___ Given data

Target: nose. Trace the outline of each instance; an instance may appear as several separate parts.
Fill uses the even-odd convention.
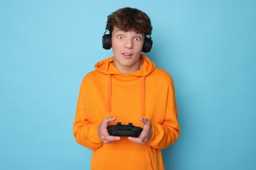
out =
[[[125,42],[125,47],[127,48],[133,48],[133,42],[132,39],[126,39]]]

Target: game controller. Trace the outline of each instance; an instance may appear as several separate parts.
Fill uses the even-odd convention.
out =
[[[109,126],[107,129],[108,133],[112,136],[134,137],[138,137],[143,129],[140,127],[133,126],[133,123],[122,125],[121,122],[117,122],[114,126]]]

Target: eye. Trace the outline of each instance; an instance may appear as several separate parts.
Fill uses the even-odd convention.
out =
[[[139,41],[141,40],[140,37],[136,37],[135,39],[134,39],[135,41]]]
[[[118,35],[117,36],[117,38],[119,39],[123,39],[123,35]]]

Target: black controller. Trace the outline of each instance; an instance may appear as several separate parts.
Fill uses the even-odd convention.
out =
[[[116,125],[108,126],[108,133],[112,136],[118,137],[135,137],[140,135],[142,128],[133,126],[132,123],[128,125],[122,125],[121,122],[117,122]]]

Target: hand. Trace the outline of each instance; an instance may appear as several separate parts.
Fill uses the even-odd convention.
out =
[[[101,122],[98,127],[98,135],[104,143],[110,144],[112,142],[120,140],[121,139],[119,137],[110,136],[110,134],[108,134],[107,127],[108,126],[109,122],[114,121],[115,120],[115,117],[107,117]]]
[[[152,137],[153,130],[150,120],[144,118],[140,118],[140,121],[143,123],[143,130],[139,137],[129,137],[128,139],[132,142],[144,144]]]

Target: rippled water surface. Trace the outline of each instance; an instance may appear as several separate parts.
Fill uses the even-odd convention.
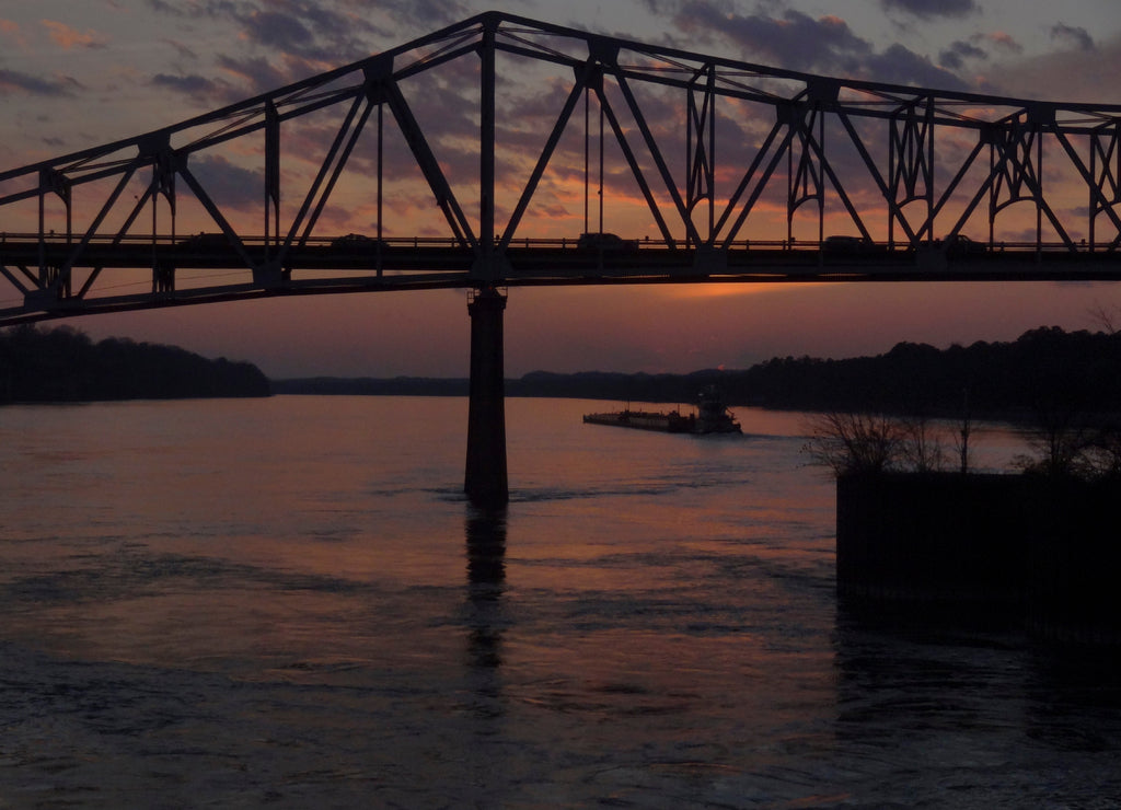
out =
[[[798,415],[595,409],[503,515],[460,399],[0,409],[0,808],[1115,806],[1113,670],[839,609]]]

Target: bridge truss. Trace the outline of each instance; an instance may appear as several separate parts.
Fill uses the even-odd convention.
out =
[[[1119,138],[1121,105],[484,13],[0,173],[0,325],[433,287],[1114,279]],[[596,235],[609,216],[623,239]]]

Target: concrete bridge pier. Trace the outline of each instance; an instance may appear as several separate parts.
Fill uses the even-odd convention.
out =
[[[510,500],[506,472],[506,380],[502,313],[506,296],[493,287],[475,291],[471,316],[471,388],[467,464],[463,490],[475,506],[495,509]]]

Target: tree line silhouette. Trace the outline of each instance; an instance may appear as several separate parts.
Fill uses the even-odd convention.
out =
[[[251,363],[207,360],[176,346],[110,337],[94,343],[67,326],[0,332],[0,402],[268,397]]]
[[[716,384],[732,406],[1036,419],[1041,411],[1121,412],[1121,334],[1026,332],[945,350],[899,343],[876,356],[775,357],[743,371],[552,374],[510,381],[513,395],[692,402]]]
[[[939,350],[899,343],[876,356],[775,357],[745,370],[688,374],[535,371],[511,397],[694,402],[717,385],[730,406],[906,413],[953,419],[1065,420],[1121,413],[1121,333],[1031,329],[1012,342]],[[263,397],[269,393],[465,395],[466,379],[269,381],[251,363],[70,327],[0,330],[0,402]]]

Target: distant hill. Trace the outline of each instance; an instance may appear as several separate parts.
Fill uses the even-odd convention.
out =
[[[268,397],[251,363],[207,360],[175,346],[111,337],[93,343],[70,327],[0,332],[0,403]]]
[[[795,410],[882,410],[926,416],[1035,415],[1040,409],[1121,413],[1121,334],[1041,327],[1015,342],[978,342],[946,350],[899,343],[873,357],[775,357],[740,371],[688,374],[530,372],[507,381],[511,397],[605,399],[618,402],[696,400],[716,384],[731,406]],[[455,395],[466,379],[278,380],[276,393]]]

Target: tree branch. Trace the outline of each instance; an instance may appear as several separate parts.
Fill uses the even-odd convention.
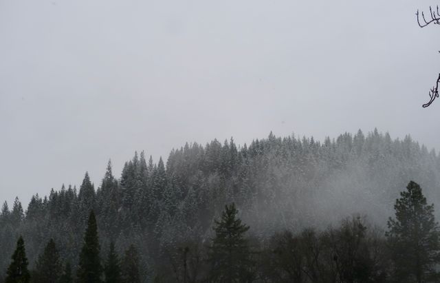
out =
[[[434,10],[432,9],[431,6],[429,6],[429,12],[431,16],[431,19],[426,21],[425,18],[425,14],[424,12],[421,12],[421,19],[423,19],[424,23],[421,23],[420,21],[420,13],[417,10],[417,12],[415,13],[416,17],[417,17],[417,23],[420,28],[424,28],[426,25],[434,23],[434,25],[440,24],[440,10],[439,10],[439,6],[437,6],[437,9]],[[432,103],[434,100],[439,97],[439,84],[440,84],[440,74],[439,74],[439,78],[437,78],[437,81],[435,83],[435,85],[432,87],[432,88],[429,92],[429,97],[430,101],[428,103],[425,103],[422,105],[424,108],[428,107]]]

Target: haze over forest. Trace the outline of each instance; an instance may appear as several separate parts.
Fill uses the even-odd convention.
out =
[[[438,29],[415,16],[430,4],[0,1],[0,199],[85,171],[98,185],[136,149],[157,162],[271,131],[323,142],[377,127],[437,147],[440,112],[420,106]]]
[[[0,283],[440,282],[437,4],[0,0]]]

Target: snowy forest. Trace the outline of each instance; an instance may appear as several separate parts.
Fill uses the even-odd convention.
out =
[[[186,143],[166,160],[135,152],[120,176],[111,161],[102,173],[99,184],[86,172],[80,186],[60,184],[27,206],[4,202],[0,282],[16,282],[7,270],[20,245],[28,282],[50,282],[40,271],[51,253],[54,282],[438,282],[426,266],[438,262],[440,216],[429,205],[440,203],[440,156],[410,136],[375,129],[320,142],[271,132],[249,145]],[[389,244],[403,233],[396,223],[410,195],[426,212],[430,249],[414,274],[399,269],[412,259]],[[238,239],[235,267],[212,268],[228,223]],[[102,275],[81,281],[94,227]],[[111,271],[120,273],[113,281]]]

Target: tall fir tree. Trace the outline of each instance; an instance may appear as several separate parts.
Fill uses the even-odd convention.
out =
[[[104,275],[105,283],[121,283],[121,268],[118,253],[115,251],[115,244],[110,243],[109,255],[104,268]]]
[[[78,268],[78,283],[101,282],[102,267],[99,255],[100,249],[96,218],[94,211],[91,211],[87,228],[84,235],[84,244],[80,253]]]
[[[250,227],[241,223],[237,213],[232,203],[225,207],[220,220],[214,221],[215,237],[212,239],[208,258],[212,282],[244,282],[252,276],[251,250],[245,237]]]
[[[12,257],[12,262],[6,271],[5,283],[29,283],[30,274],[28,270],[28,258],[25,242],[20,236],[16,242],[16,249]]]
[[[139,253],[136,247],[131,244],[125,251],[122,262],[122,277],[124,283],[140,283],[139,272]]]
[[[399,282],[438,282],[440,231],[434,205],[427,205],[421,188],[413,181],[400,196],[394,206],[395,218],[390,218],[386,233],[394,262],[394,277]]]
[[[63,275],[63,262],[55,242],[50,239],[36,262],[32,282],[34,283],[58,283]]]

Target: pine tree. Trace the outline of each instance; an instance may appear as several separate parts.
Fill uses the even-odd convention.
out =
[[[73,283],[74,278],[72,275],[72,266],[70,262],[67,262],[59,283]]]
[[[87,218],[87,213],[91,209],[94,209],[96,205],[95,188],[90,182],[89,173],[85,172],[82,184],[80,187],[80,191],[78,194],[80,211],[86,213],[83,215],[80,220],[84,220]]]
[[[400,282],[437,281],[440,263],[440,232],[434,218],[434,205],[428,205],[420,186],[410,181],[394,206],[386,236]]]
[[[111,242],[110,243],[110,249],[109,256],[104,269],[104,275],[105,276],[105,283],[120,283],[121,269],[120,266],[119,258],[118,253],[115,251],[115,244]]]
[[[58,283],[63,274],[63,263],[53,239],[50,239],[35,266],[35,283]]]
[[[139,254],[133,244],[125,251],[122,264],[122,277],[124,283],[140,283]]]
[[[25,242],[20,236],[16,242],[16,249],[12,257],[12,262],[6,271],[5,283],[28,283],[30,275],[28,270],[28,258],[25,250]]]
[[[250,227],[241,223],[237,213],[232,203],[225,207],[221,220],[214,221],[215,237],[212,239],[208,259],[213,282],[248,282],[252,277],[251,251],[245,238]]]
[[[78,280],[80,283],[98,283],[101,282],[102,267],[99,256],[100,245],[98,238],[96,219],[93,211],[90,211],[87,228],[84,235],[84,244],[80,253]]]

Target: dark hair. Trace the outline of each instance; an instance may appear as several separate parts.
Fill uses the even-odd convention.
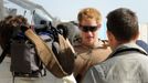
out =
[[[118,41],[130,41],[137,37],[138,18],[129,9],[119,8],[108,13],[107,30],[110,31]]]

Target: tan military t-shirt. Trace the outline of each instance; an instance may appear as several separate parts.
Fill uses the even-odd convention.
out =
[[[82,43],[74,45],[76,52],[74,76],[82,79],[85,72],[92,66],[104,60],[110,54],[110,48],[103,41],[98,41],[94,46],[86,46]]]

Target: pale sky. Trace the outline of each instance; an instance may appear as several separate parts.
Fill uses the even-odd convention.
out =
[[[81,9],[93,7],[103,14],[99,37],[106,39],[106,15],[117,8],[129,8],[138,15],[139,23],[148,23],[148,0],[32,0],[41,4],[51,15],[63,21],[76,20]]]

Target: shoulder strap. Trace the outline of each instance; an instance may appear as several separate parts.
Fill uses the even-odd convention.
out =
[[[129,49],[120,49],[120,50],[117,50],[114,54],[109,55],[107,59],[117,56],[118,53],[128,52],[128,51],[135,51],[135,52],[141,53],[141,54],[144,54],[144,55],[148,55],[147,53],[145,53],[144,51],[141,51],[141,50],[139,50],[139,49],[129,48]]]

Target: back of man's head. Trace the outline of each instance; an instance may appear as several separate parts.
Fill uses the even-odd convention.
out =
[[[128,42],[137,38],[139,30],[136,13],[126,8],[113,10],[107,15],[107,30],[117,41]]]

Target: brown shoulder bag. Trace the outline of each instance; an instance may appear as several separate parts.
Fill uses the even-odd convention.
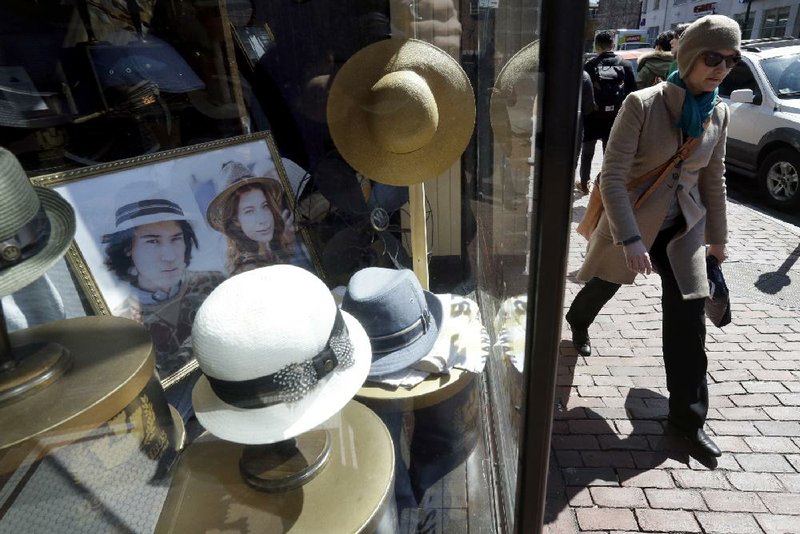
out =
[[[708,121],[704,124],[704,126],[708,125]],[[669,158],[665,163],[659,165],[655,169],[647,171],[643,175],[639,176],[638,178],[634,178],[633,180],[629,181],[626,184],[626,188],[628,191],[636,189],[637,187],[641,186],[642,184],[647,183],[648,180],[652,179],[654,176],[657,176],[656,180],[647,188],[647,190],[642,193],[642,196],[636,201],[633,205],[634,209],[641,206],[645,200],[650,198],[655,190],[664,183],[669,173],[672,172],[672,169],[675,168],[678,163],[687,159],[697,145],[700,144],[700,140],[702,137],[690,137],[678,148],[678,151],[675,152],[675,155]],[[583,218],[581,222],[578,223],[578,227],[576,231],[582,235],[587,240],[592,237],[592,233],[594,232],[595,228],[597,228],[598,223],[600,222],[600,216],[603,214],[605,207],[603,206],[603,197],[600,194],[600,174],[597,175],[597,178],[594,180],[594,186],[592,186],[592,192],[589,194],[589,202],[586,205],[586,211],[583,214]]]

______

- _What this task involves_
Reproduce the listing from its beginning through the line containing "[[[118,35],[117,36],[117,38],[119,39],[123,39],[123,35]]]", substituting "Draw the boundary" for each "Trace the outline" and keeping everything else the same. Leave the pictures out.

- _Output of the task_
Target: nose. Draw the boundary of each instance; an instance may appear as several separate parts.
Fill uses the even-odd convention.
out =
[[[125,42],[125,47],[127,48],[133,48],[133,42],[132,39],[126,39]]]

Target: game controller. Draw the boundary of each instance; an instance may appear as several separate parts.
Fill uses the even-odd convention.
out =
[[[109,126],[107,129],[108,133],[112,136],[134,137],[138,137],[143,129],[140,127],[133,126],[133,123],[122,125],[121,122],[117,122],[114,126]]]

Target: eye. Draw the boundary of each instance; an instance may appear as several separate parts.
Fill uses the even-odd convention.
out =
[[[139,41],[141,40],[140,37],[136,37],[135,39],[134,39],[135,41]]]
[[[118,35],[117,36],[117,38],[119,39],[123,39],[123,35]]]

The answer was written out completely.